▸ Document segment:
# # # #

# A question for you professional loggers



## srb08 (Dec 31, 2012)

I don't mean any disrespect to anyone here but I need to ask a question.

Are most logging operations as much of a cluster**** as the ones shown on Ax Men?
I can't imagine operations as poorly organized and run as those, staying in business very long.


I would think that a great deal of what the show portrays as normal day to day operations, has been scripted to artificially create drama but having never been around that type of worksite, I thought I'd ask the guys who have.


----------



## logging22 (Dec 31, 2012)

Its all for the tv.


----------



## garyischofield (Dec 31, 2012)

*morons*

I've made a living in mechanized logging my whole adult life.(60 now)I can't stomach more than 90 seconds of the total idiocy of that show.I've met a lot of people from 40 years in this occupation.?Colorful,entertaining,unique,different-yes.Absolute buffoons and lowlife morons-no.How those operations on Axemen can get insured is a total mystery to me unless... You know about shows made for television?Strange how a very successful operation like Bobby Goodson/Swamp loggers with interesting shows was cancelled.I think in all the shows I watched, the portrayal of everyone concerned was of decent hardworking people,not as some neanderthal cement head swearing his head off.


----------



## dooby (Dec 31, 2012)

*Hmmmm!*

I have been in the brush a few years now.Started as a landing hand,tape holder,stump shoveler,etc. way before the age of 18 and am far from knowing it all at the tender age of 41 ,but i aint never seen anything like it. i tried watching it 2 yrs. ago with the objective it would be a little more profesional. I have only seen one crew i would pay taxes with. My family and i are disgusted with it . I think the staged crap is crap. I and many a logger like me are bigger enviro-freaks than any earthy type ever thought about and DAMN IT the practices they portray are poor. I am gonna loose it:bang:


----------



## hanniedog (Dec 31, 2012)

Isn't professional logger an oxymoron. Just asking.


----------



## Gologit (Dec 31, 2012)

hanniedog said:


> Isn't professional logger an oxymoron. Just asking.



Not in my neighborhood it's not. Any questions?


----------



## forestryworks (Dec 31, 2012)

hanniedog said:


> Isn't professional logger an oxymoron. Just asking.



Only in Ohio.

Anymore questions?


----------



## hanniedog (Dec 31, 2012)

Well so much for joking with loggers.


----------



## RandyMac (Dec 31, 2012)

hanniedog said:


> Well so much for joking with loggers.



:hmm3grin2orange: you forgot the smiley faces :hmm3grin2orange::hmm3grin2orange::hmm3grin2orange::hmm3grin2orange:


----------



## slowp (Dec 31, 2012)

# # # #

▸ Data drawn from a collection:
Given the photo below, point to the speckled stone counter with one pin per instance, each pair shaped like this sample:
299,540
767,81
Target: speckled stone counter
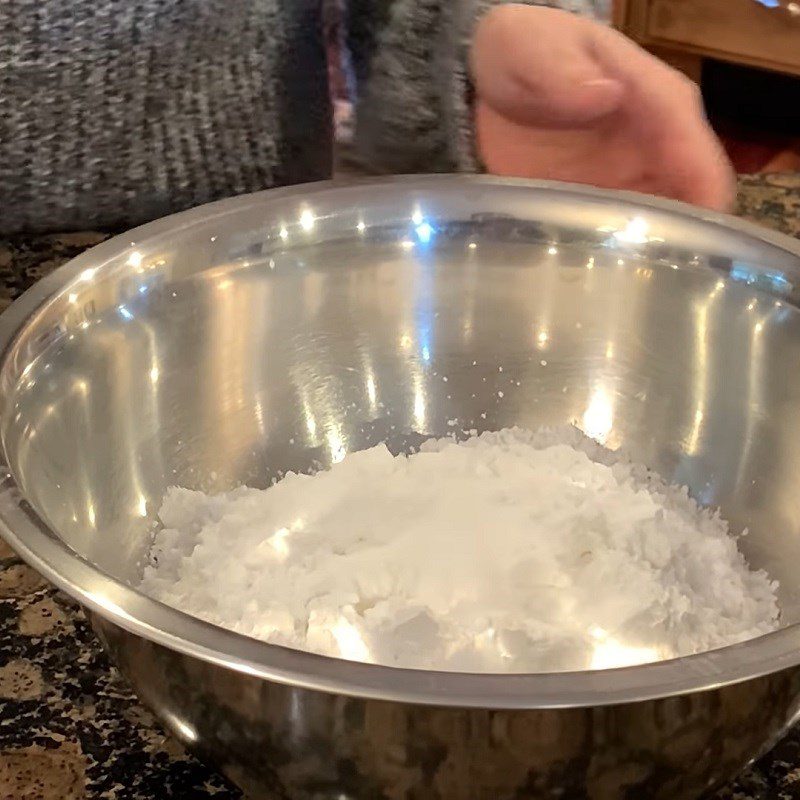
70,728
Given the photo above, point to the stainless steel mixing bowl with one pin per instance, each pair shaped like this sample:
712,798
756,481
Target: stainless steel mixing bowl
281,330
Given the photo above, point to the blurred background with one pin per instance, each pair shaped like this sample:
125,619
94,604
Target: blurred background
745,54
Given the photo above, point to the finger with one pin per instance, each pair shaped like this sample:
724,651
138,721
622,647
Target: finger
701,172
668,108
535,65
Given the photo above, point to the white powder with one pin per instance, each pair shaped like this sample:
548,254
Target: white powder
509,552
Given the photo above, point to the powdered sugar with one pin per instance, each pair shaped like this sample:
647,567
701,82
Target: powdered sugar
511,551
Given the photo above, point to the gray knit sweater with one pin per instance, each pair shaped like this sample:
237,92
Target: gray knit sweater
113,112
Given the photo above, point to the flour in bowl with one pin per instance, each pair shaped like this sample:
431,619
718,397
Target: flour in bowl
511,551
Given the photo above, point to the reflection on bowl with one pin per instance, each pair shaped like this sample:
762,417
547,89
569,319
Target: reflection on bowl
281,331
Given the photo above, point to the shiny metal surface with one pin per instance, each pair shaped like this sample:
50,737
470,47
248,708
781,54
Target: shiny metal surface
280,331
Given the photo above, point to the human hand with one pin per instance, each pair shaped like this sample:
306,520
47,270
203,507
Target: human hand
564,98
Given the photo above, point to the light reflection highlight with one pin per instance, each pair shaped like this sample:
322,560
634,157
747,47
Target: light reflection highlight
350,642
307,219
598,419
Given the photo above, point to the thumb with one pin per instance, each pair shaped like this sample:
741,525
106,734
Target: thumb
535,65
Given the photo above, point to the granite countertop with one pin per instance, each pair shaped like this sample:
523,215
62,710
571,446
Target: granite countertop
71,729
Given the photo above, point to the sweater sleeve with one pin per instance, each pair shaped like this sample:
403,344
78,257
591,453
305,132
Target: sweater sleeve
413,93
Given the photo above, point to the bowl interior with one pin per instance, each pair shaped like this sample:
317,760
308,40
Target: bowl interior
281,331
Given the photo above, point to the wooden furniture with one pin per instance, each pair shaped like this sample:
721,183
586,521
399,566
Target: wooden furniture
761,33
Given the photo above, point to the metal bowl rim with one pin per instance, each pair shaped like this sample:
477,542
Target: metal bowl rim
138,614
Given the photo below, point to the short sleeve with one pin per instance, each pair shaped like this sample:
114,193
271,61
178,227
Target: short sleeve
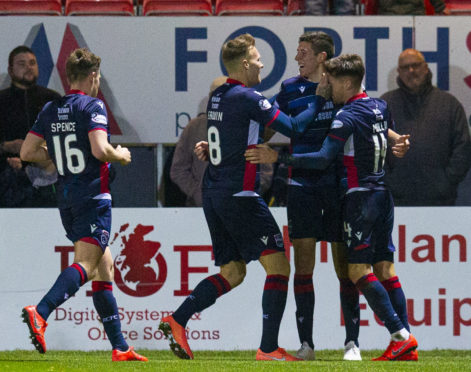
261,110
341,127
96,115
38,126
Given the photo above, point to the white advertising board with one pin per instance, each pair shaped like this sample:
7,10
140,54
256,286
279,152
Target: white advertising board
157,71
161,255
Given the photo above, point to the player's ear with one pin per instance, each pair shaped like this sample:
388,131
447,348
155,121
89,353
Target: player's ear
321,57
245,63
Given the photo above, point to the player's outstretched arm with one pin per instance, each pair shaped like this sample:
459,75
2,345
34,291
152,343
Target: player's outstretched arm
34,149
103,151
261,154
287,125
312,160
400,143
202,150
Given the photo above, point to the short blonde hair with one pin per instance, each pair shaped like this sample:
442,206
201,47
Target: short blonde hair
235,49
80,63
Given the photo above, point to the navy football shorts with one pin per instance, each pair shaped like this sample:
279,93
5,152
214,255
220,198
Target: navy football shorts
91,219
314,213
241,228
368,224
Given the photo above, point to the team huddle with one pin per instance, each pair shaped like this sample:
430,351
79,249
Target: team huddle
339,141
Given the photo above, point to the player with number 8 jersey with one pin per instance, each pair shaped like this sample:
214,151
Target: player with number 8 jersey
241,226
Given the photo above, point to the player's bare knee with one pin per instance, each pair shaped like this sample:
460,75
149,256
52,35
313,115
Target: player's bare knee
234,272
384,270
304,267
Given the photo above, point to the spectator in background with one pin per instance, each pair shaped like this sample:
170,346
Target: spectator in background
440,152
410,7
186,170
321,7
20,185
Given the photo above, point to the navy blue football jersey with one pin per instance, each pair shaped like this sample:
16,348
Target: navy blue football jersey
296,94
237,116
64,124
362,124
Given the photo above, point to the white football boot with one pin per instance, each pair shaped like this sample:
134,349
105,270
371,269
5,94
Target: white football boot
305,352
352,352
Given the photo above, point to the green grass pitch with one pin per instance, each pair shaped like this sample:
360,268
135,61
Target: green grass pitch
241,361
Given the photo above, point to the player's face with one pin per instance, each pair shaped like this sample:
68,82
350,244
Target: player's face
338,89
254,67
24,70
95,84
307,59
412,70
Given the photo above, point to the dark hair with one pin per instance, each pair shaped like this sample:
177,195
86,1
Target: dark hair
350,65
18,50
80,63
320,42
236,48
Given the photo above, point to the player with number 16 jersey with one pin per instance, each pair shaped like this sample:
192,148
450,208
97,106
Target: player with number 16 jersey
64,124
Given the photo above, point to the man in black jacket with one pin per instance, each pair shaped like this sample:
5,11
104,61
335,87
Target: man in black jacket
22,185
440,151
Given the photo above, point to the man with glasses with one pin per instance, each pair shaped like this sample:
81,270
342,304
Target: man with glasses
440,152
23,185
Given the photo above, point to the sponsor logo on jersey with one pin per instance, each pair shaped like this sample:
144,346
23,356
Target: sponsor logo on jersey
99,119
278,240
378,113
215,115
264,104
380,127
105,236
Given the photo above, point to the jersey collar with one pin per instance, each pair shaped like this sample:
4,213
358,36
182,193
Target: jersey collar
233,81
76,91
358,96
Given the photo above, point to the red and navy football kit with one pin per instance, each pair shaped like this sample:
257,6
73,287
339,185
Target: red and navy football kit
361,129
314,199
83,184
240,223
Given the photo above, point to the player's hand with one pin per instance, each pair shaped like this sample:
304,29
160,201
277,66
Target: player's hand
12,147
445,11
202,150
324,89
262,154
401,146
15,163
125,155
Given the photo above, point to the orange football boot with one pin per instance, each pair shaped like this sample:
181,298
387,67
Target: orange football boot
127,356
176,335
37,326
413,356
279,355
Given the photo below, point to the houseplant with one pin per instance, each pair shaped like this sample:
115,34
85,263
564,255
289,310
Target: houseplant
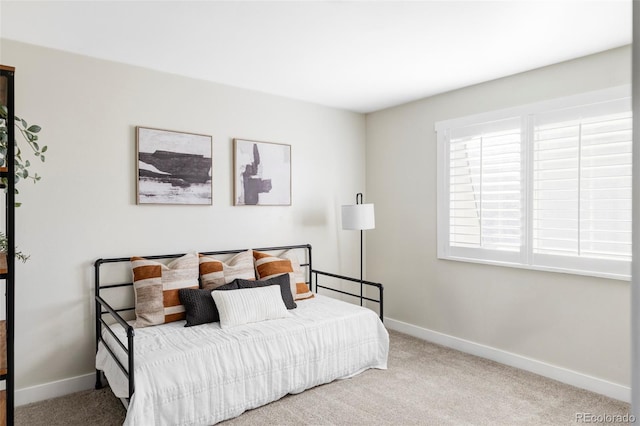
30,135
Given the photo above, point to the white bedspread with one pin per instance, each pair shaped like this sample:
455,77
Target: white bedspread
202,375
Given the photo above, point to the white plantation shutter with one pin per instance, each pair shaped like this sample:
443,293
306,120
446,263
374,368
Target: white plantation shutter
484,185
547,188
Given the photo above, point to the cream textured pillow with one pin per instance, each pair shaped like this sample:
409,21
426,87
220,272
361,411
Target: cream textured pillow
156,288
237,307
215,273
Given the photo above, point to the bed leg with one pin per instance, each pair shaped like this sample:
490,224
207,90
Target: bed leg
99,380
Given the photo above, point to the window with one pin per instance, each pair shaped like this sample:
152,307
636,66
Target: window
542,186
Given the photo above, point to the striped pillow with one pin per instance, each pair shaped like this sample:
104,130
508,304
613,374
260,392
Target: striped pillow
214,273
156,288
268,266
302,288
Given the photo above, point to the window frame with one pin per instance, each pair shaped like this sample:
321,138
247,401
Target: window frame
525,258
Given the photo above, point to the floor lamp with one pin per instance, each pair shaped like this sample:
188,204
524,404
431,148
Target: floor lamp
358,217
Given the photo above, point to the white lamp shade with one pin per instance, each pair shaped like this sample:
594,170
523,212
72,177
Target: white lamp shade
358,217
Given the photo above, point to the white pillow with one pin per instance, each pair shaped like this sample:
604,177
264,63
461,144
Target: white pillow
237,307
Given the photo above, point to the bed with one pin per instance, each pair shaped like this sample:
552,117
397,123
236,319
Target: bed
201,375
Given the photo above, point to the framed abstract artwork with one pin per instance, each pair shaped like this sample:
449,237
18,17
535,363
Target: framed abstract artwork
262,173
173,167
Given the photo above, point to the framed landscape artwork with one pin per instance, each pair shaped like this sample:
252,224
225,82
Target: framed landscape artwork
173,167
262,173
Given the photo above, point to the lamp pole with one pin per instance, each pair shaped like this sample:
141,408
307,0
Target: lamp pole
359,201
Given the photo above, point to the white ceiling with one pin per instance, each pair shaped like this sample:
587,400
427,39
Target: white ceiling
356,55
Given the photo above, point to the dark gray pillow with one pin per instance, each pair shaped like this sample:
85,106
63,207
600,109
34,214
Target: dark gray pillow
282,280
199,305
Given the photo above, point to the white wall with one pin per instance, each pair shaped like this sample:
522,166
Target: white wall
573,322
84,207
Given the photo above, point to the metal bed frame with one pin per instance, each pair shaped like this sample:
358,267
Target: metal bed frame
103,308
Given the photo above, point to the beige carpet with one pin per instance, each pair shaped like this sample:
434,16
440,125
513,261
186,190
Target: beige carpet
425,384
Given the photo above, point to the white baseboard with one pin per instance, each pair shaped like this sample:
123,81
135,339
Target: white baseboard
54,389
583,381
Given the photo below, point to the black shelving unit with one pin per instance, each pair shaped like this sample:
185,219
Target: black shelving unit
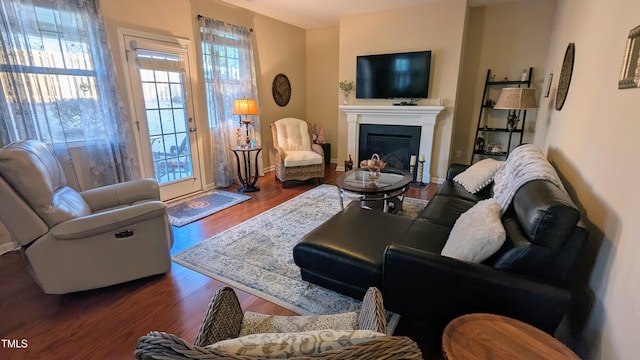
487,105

# # # #

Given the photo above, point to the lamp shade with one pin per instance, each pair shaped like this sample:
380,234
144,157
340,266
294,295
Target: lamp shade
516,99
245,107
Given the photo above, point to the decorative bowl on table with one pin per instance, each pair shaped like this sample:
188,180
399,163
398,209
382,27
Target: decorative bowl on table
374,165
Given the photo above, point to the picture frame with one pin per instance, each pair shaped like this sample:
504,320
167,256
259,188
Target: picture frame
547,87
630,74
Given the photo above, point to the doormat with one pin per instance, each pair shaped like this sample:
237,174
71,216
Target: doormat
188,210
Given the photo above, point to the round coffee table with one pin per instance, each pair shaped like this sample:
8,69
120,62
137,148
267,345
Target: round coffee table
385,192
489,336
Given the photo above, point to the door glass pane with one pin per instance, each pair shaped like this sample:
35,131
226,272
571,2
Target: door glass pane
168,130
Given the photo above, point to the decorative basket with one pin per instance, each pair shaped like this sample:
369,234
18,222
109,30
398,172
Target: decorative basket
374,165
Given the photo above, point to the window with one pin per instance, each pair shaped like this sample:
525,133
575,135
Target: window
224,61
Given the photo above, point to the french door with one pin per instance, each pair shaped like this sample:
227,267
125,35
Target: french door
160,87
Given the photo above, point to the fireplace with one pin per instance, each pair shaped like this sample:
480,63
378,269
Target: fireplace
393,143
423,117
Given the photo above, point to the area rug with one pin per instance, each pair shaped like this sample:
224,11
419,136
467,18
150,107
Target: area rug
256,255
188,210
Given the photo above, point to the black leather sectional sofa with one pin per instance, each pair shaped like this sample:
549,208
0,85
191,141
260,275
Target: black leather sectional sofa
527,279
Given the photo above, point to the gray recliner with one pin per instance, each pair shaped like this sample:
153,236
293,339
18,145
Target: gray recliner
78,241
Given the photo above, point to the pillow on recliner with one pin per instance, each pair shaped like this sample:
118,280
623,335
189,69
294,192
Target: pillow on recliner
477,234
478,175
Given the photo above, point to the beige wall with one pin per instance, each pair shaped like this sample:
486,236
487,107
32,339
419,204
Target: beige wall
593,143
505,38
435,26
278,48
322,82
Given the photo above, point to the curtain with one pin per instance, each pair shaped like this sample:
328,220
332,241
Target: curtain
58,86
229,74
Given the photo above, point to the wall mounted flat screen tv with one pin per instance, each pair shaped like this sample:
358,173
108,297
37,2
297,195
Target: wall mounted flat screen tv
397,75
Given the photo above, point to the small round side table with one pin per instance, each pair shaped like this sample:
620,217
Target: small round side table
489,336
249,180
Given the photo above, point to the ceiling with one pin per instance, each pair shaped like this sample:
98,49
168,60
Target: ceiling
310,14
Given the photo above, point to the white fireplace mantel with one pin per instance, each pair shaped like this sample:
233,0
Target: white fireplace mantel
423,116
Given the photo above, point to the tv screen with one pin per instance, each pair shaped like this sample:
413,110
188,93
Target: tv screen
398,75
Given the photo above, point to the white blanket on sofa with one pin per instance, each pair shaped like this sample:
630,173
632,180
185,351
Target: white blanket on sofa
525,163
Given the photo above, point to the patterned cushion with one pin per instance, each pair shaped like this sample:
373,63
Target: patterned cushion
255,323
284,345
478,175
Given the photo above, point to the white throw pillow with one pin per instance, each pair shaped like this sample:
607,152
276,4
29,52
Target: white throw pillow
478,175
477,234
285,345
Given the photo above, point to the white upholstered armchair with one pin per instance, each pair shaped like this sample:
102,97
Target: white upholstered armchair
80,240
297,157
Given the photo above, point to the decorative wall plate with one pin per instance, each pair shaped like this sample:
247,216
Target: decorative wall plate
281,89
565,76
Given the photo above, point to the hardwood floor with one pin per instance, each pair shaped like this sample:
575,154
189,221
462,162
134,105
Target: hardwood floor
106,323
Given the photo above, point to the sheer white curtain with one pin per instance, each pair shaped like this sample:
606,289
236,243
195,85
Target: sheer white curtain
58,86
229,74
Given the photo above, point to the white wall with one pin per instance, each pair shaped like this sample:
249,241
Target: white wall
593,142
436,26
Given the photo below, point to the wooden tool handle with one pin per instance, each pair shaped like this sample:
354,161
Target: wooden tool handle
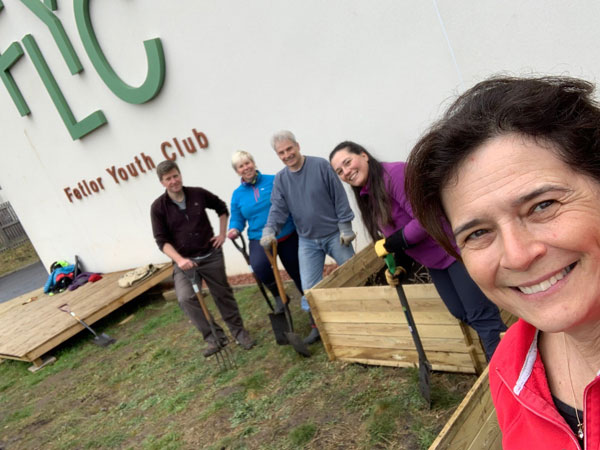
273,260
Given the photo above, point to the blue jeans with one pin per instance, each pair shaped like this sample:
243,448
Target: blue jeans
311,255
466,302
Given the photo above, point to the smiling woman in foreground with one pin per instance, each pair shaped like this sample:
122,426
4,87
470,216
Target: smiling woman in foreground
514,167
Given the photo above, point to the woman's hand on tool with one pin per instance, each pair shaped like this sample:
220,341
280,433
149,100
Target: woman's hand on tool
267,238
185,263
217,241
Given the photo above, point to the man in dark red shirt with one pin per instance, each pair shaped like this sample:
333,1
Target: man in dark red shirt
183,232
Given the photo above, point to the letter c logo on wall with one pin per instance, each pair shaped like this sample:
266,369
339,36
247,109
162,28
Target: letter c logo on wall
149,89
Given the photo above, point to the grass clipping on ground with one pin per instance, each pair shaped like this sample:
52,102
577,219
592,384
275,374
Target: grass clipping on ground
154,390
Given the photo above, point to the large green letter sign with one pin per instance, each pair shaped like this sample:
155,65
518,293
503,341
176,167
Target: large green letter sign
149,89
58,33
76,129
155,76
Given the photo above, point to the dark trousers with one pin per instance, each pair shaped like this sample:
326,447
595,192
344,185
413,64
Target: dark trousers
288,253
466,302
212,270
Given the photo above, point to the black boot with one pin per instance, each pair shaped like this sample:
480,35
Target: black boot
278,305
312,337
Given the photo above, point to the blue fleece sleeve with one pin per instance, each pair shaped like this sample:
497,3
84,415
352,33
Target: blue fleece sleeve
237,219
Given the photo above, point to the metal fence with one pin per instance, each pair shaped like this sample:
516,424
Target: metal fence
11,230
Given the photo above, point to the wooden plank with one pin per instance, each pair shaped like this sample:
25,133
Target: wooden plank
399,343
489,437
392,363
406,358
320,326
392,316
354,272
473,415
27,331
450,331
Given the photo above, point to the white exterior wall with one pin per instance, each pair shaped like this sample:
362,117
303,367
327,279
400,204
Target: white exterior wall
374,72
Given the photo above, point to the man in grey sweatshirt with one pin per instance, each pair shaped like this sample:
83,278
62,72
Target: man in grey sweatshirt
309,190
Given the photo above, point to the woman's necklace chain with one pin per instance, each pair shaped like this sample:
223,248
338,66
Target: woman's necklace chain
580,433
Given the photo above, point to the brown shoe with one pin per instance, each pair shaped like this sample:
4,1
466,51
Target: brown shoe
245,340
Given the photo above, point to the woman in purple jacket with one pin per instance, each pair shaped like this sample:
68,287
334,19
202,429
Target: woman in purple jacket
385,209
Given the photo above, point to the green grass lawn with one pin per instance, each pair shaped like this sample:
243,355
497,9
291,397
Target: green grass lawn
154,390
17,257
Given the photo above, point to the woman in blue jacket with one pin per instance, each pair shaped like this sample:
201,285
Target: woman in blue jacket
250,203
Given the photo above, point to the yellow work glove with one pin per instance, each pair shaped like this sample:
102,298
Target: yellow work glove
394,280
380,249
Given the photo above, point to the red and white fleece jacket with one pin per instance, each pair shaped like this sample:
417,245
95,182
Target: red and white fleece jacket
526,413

# # # #

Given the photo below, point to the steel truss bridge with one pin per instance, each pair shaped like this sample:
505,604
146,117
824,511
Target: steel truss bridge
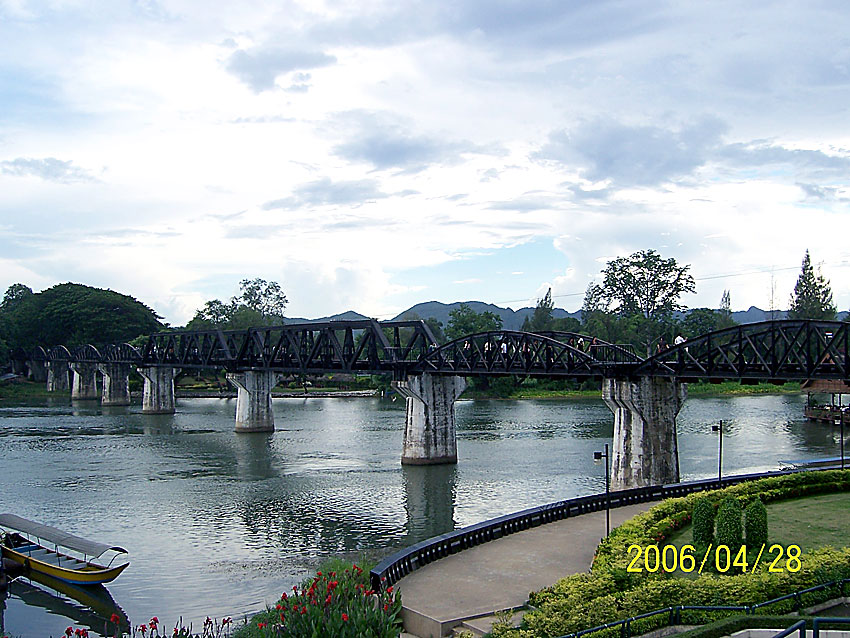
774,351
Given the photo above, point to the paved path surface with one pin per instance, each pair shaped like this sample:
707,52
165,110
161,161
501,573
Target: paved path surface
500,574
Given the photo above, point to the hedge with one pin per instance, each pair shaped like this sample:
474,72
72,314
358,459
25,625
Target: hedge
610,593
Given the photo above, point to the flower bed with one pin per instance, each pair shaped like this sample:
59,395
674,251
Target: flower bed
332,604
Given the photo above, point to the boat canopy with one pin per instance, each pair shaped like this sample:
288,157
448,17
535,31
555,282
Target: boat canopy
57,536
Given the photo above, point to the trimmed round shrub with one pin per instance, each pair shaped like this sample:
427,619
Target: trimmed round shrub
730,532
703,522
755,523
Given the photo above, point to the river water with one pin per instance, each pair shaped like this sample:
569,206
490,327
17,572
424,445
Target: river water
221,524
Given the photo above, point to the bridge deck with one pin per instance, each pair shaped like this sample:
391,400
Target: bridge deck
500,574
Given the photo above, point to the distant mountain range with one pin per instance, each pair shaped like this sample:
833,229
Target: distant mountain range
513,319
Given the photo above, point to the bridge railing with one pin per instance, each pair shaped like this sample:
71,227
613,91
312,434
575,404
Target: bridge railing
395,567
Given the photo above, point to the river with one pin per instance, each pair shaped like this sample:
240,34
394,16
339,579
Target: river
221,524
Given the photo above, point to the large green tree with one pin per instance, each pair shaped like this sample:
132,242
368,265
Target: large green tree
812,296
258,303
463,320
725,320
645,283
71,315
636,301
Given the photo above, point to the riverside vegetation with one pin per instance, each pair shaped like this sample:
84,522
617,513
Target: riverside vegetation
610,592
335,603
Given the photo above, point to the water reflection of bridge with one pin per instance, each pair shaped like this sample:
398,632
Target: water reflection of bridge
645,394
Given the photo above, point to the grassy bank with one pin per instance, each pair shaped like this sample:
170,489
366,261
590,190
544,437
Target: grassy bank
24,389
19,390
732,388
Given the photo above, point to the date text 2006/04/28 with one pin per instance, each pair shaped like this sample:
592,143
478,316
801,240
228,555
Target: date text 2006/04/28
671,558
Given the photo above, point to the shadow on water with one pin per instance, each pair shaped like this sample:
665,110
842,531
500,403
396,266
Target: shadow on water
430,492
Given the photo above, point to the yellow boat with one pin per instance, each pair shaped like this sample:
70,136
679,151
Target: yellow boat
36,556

# # # #

▸ Required actions:
1: Reproduce the logging forum thread starting with "## srb08 (Dec" and going on through "shown on Ax Men?", changing "disrespect" to "offense".
2: Gather every line of the records that contains the string "purple".
The logging forum thread and the records have nothing to do with each other.

▸ Solutions to the exercise:
1:
## srb08 (Dec 31, 2012)

I don't mean any offense to anyone here but I need to ask a question.

Are most logging operations as much of a cluster**** as the ones shown on Ax Men?

2:
Given the photo above, point to the woman in purple jacket with one pin per instance, each pair shaped like this sample:
Target: woman in purple jacket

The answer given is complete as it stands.